Activity:
Go through the listing and copy every line word for word.

------ The input ------

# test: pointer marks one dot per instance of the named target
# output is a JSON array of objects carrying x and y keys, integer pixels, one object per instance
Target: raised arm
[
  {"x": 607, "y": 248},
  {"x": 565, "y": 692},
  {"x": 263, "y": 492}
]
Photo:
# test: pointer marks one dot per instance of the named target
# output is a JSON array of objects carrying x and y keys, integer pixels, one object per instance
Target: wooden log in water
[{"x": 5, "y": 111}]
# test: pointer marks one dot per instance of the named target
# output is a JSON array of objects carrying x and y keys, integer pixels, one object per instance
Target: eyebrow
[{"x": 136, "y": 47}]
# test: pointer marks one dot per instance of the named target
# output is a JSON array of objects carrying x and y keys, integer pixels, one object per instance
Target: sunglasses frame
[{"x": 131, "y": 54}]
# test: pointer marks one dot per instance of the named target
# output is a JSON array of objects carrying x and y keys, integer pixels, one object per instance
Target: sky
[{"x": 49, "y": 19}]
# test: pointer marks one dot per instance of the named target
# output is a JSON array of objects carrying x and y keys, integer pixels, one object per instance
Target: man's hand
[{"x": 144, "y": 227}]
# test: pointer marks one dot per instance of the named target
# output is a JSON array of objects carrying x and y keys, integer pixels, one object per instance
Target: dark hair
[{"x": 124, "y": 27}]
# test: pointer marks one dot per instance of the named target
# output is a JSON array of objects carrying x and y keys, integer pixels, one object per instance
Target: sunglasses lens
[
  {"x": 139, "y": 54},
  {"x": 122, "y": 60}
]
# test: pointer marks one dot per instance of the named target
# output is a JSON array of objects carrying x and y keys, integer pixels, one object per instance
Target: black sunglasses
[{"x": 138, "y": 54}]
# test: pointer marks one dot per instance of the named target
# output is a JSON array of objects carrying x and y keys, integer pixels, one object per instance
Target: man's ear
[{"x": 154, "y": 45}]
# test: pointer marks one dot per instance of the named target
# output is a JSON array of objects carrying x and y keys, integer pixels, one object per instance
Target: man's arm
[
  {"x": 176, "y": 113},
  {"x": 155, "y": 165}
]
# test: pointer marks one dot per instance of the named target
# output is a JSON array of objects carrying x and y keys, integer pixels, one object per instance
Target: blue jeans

------

Response for this exercise:
# test: pointer marks one dot per instance of the named target
# output is a JSON array of objects carrying x and y keys, integer pixels, one object per instance
Target: raised arm
[
  {"x": 607, "y": 248},
  {"x": 565, "y": 692},
  {"x": 263, "y": 492}
]
Photo:
# test: pointer marks one dot per instance of the named target
# output is a JSON array of objects carrying x and y keys, integer pixels, one object per instance
Target: wooden log in water
[{"x": 5, "y": 111}]
# test: pointer marks one dot per instance of the named target
# output is a JSON array of objects carrying x and y keys, integer pixels, one object per instance
Target: eyebrow
[{"x": 136, "y": 47}]
# test: pointer marks one dot per instance of the named target
# output is a JSON array of objects carrying x and y keys, integer pixels, one object per instance
Target: sunglasses frame
[{"x": 131, "y": 54}]
# test: pointer marks one dot per instance of the named target
# output is a JSON array of objects carrying x and y keys, integer pixels, one object per instance
Target: sky
[{"x": 49, "y": 19}]
# test: pointer marks one dot per instance of the named target
# output is a JSON array of objects carrying x and y keys, integer pixels, one object per instance
Target: man's hand
[{"x": 144, "y": 227}]
# test: pointer marks one dot per instance of the named target
# output is a JSON array of objects carrying x and y keys, integer pixels, one object per instance
Target: dark hair
[{"x": 124, "y": 27}]
# test: pointer marks one dot per instance of the named target
# output is a JSON array of objects carrying x and y keys, integer pixels, one object per instance
Target: sunglasses lens
[
  {"x": 139, "y": 54},
  {"x": 122, "y": 60}
]
# test: pointer marks one dot per instance of the named target
# output is a JSON array of objects carrying x and y keys, integer pixels, one object per instance
Target: black sunglasses
[{"x": 138, "y": 54}]
# test: pointer marks one dot per instance of the named target
# output is a JSON array of objects carrying x and y keys, integer pixels, one object per instance
Target: man's ear
[{"x": 154, "y": 45}]
# test: pointer marks one dot per instance of the named target
# output is a JSON array of objects carrying x and y keys, integer pixels, one object per instance
Target: man's arm
[
  {"x": 176, "y": 113},
  {"x": 155, "y": 165}
]
# test: pointer marks one dot per instance of the named target
# output is a JSON array of objects carrying x and y keys, integer pixels, one object per instance
Target: blue jeans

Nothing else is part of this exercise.